■ Görev
Aşağıdaki kayıtların her satırını, hiçbir şeyi değiştirmeden olduğu gibi yeniden yazın.

======== Kayıtlar ========

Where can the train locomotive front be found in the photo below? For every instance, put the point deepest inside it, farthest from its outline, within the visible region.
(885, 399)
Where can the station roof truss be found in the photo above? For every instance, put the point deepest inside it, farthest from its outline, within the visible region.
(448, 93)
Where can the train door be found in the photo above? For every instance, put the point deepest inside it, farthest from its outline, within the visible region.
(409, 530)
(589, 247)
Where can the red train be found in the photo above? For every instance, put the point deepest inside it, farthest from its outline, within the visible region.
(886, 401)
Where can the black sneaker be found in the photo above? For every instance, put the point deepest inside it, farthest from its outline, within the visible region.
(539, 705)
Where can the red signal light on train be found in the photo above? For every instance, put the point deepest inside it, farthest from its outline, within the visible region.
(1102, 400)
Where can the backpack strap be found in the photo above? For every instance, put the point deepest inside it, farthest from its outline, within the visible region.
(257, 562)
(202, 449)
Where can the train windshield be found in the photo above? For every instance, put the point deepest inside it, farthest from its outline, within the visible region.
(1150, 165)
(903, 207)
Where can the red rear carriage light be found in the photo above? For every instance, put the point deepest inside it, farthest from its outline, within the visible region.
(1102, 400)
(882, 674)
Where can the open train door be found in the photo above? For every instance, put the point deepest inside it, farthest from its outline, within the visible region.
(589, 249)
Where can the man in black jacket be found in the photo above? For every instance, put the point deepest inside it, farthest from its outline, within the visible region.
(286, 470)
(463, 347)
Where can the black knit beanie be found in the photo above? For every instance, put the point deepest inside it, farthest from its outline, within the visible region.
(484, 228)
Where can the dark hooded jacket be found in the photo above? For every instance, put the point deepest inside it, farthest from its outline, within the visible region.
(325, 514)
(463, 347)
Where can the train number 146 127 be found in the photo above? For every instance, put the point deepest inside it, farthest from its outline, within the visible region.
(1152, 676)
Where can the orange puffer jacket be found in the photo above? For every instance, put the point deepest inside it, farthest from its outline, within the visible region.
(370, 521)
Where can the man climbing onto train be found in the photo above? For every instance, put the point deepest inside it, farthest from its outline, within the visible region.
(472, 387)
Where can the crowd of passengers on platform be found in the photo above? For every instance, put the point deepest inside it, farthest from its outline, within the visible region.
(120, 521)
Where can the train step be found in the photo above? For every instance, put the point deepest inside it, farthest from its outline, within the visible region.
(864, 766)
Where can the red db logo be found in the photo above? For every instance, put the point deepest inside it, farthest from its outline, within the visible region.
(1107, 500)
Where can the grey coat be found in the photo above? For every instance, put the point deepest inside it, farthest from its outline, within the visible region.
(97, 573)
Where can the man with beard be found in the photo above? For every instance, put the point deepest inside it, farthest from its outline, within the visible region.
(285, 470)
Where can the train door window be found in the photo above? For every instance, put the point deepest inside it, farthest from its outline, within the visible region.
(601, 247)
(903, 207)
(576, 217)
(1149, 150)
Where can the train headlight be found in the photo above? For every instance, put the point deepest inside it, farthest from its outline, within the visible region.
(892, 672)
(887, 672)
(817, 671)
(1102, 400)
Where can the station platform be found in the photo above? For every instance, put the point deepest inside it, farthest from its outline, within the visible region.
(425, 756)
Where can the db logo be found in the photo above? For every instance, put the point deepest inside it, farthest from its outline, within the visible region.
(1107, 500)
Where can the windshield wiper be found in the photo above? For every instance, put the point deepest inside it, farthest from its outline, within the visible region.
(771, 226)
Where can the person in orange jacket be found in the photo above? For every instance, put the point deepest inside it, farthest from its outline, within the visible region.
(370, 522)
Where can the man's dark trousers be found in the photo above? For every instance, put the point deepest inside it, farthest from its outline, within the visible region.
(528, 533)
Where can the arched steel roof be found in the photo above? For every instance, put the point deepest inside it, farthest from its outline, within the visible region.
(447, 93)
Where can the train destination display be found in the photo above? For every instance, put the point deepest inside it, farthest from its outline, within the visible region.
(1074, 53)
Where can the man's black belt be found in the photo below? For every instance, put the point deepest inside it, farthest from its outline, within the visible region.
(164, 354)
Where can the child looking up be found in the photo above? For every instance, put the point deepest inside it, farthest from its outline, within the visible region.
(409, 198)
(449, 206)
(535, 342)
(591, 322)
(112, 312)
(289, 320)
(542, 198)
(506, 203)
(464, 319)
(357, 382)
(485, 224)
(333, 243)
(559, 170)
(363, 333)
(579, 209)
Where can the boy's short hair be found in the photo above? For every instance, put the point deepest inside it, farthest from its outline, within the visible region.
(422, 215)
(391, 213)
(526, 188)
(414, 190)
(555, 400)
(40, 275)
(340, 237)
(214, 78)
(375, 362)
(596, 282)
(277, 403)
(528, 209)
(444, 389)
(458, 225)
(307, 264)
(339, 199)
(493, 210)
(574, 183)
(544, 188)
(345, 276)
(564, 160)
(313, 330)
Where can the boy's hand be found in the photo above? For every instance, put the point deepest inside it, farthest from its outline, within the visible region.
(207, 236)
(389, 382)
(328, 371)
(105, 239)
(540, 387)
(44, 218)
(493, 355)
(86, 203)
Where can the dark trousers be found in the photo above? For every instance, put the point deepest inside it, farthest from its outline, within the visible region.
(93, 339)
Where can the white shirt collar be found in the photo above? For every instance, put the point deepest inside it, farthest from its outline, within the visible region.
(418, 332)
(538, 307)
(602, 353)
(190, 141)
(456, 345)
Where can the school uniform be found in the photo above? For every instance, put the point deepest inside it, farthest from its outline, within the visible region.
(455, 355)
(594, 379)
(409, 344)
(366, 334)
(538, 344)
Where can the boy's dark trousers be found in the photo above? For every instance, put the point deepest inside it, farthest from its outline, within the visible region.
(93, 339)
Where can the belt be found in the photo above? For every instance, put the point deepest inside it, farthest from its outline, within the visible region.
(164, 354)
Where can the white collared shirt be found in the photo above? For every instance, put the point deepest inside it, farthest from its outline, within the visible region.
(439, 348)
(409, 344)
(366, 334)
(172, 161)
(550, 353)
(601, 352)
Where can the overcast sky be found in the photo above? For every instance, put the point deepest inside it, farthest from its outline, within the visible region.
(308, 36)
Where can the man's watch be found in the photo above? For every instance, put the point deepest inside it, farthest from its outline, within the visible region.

========

■ Beklenen yanıt
Where can the train locomotive front be found in the photo below? For every instance, put the point deepest inside it, farthest from its outline, within the visible region.
(885, 399)
Where can the station roof truss be found in the photo above? For every instance, put the point deepest inside it, farthest from its outline, within the visible region.
(448, 93)
Where can the train door be found in the photo above? For every instance, put the point deepest inside it, farthest from its outline, within the visible region.
(409, 530)
(589, 247)
Where can the red train be found in the photo above? For every instance, put the point deepest inside it, farthest from its outline, within the visible region.
(886, 401)
Where can the black sneaker be found in the photo above? For every instance, put the point deepest inside it, farthest from its outline, within the visible region.
(539, 705)
Where can the red signal light on train be found in the photo above? For every instance, put the point deepest inside it, farthest from its outline, within the visible region.
(1102, 400)
Where can the backpack strap be found in the photo above? For every instance, put the point deepest inside it, farthest from its outline, within the visible region.
(257, 562)
(202, 449)
Where can the train windshield be found in the photo above? For every instance, put the point deepest inside it, farthest from its outline, within the visible region.
(1150, 165)
(903, 207)
Where can the red rear carriage light be found in the photo above? For every instance, put the point deepest inside it, farthest from its outline, within the visible region.
(1102, 400)
(882, 674)
Where can the open train door be found in the photo above? For every instance, put the point deepest inside it, farthest from its outline, within the visible region.
(589, 249)
Where can the man in black jacket be found in the photo above? For every instance, put the point deepest inside it, farthest from its outline, within the visible region.
(286, 470)
(463, 347)
Where can the black knit beanie be found in the photo above? For every instance, put the point deepest inside it, farthest from its outline, within the visible region.
(484, 228)
Where can the dark hooded jacket be found in the photo above? For every instance, put the point deepest inside it, farthest from its outline, within the visible region.
(325, 514)
(463, 347)
Where can the train number 146 127 be found in the photo above? For every instance, put the point deepest inside it, farthest from its outline, within the visible region.
(1152, 676)
Where can the orange puffer jacket be found in the photo above? For every instance, put the point deepest inside it, farthest from its outline, within the visible region.
(370, 521)
Where can the man climbing onto train be found in the photo above? For every instance, put the point deepest inside it, farthest from its outline, within the visible region.
(472, 387)
Where can the crowd of passengers on platform be found in the photo above? For every instance, put the point deepest inside it, farthest from its outline, within the visible region.
(120, 521)
Where can the train step be found in the photo above? For every instance, put the point deepest inside it, farthest from its outline, within the visible region.
(864, 766)
Where can the red db logo be found in the photo above? For every instance, put the point deepest inside it, farthest from its outline, within the visible region.
(1107, 500)
Where can the grey coat be found in the photo above? For every instance, put the point deepest inside it, farthest from its outline, within the visible region.
(97, 573)
Where can the man with beard be found in the photo above? For every instance, put the point deepest inside it, farthest from its outline, within the visible region.
(285, 470)
Where can the train door window be found in the photo above? For every instance, put the point deepest inside it, farthest from its outline, within the visible region.
(601, 247)
(903, 207)
(576, 217)
(1149, 150)
Where can the train headlight be found in the photo above? For every instance, put the point deepest inside it, farthest from its outline, within the visible region.
(892, 672)
(887, 672)
(817, 671)
(1102, 400)
Where can the station platform be found in the photo above? For every instance, put the point deepest inside it, farthest from its outline, within the visible region.
(425, 756)
Where can the db logo be found in the photo above? For every instance, put the point deepest inside it, farthest from its outline, within the visible region.
(1107, 500)
Where can the windshield wiper be found in the photo above? For every instance, put the point deepest inside it, farthest from its outline, within the visible region.
(771, 226)
Where can the person in orange jacket be found in the photo above? For every instance, put the point deepest inside it, farthest from its outline, within the visible region.
(370, 522)
Where can the man's dark trousers be found in the photo above? For every instance, put the point deepest inside it, farthest from its outline, within the visible region.
(528, 533)
Where can the arched steel roof be found in the photo above? For every instance, put the point deepest inside it, farthest from its outline, within the visible region.
(447, 93)
Where can the train destination display be found in the photo above? For every instance, put the point deepest inside it, farthest from its outline, within the visible region.
(1074, 53)
Where can the man's black belt be found in the photo below? For every instance, put the point deepest inside it, farthest from its outline, within the visible region.
(164, 354)
Where can the child looking up be found in the photo above? For every instance, put the point deepest inside it, farthest from its outline, within the visible region.
(409, 198)
(449, 206)
(535, 342)
(591, 322)
(112, 312)
(289, 320)
(542, 198)
(506, 203)
(464, 319)
(357, 382)
(485, 224)
(333, 243)
(559, 170)
(363, 333)
(579, 209)
Where can the boy's short hair be found in the photo above? For every instance, put the point deepest inside it, farthest from its outline, within the visible region.
(422, 215)
(391, 213)
(526, 188)
(414, 190)
(555, 400)
(40, 275)
(340, 237)
(214, 78)
(375, 362)
(596, 282)
(277, 403)
(528, 209)
(444, 389)
(458, 225)
(307, 264)
(339, 199)
(493, 210)
(574, 183)
(544, 188)
(345, 276)
(564, 160)
(313, 330)
Where can the boy's hand be found in the photo above? For every instance, put the point deepest inside it, farthest from its outline, within the visible region.
(207, 236)
(389, 382)
(328, 371)
(105, 239)
(540, 387)
(44, 218)
(493, 355)
(86, 203)
Where can the dark trousers be found in the photo above? For every instance, put the point deepest inside it, farthest from its outline, within the visible region.
(93, 339)
Where can the white shirt collar be found in the photo above? For every instance, put the point deepest inside it, farthest from its outline, within the visible region.
(418, 332)
(538, 307)
(602, 353)
(190, 141)
(456, 345)
Where can the school uniform be found in the photo above? For every instance, put the point deepest inside it, farthest from its outline, within the visible region.
(455, 355)
(594, 379)
(409, 344)
(366, 334)
(538, 344)
Where can the boy's dark trousers be found in the photo above? For every instance, put the point deepest inside it, farthest from its outline, within the visible region.
(93, 339)
Where can the belt be found in the photo above? For every instance, put the point deepest inside it, farthest from its outline, within the visible region.
(164, 354)
Where can the white collared shirt be found in the photo above? For every instance, put the point deepest inside it, farthest from its outline, within the visible region.
(439, 348)
(409, 344)
(366, 334)
(172, 161)
(550, 353)
(601, 352)
Where can the overcast sky be found in the photo above? For every instance, put the point deepest inside it, farthest from its outline, within the visible region.
(308, 36)
Where can the man's watch be found in the photo above? For every instance, put the point deepest inside it, farthest from its outline, within the visible region.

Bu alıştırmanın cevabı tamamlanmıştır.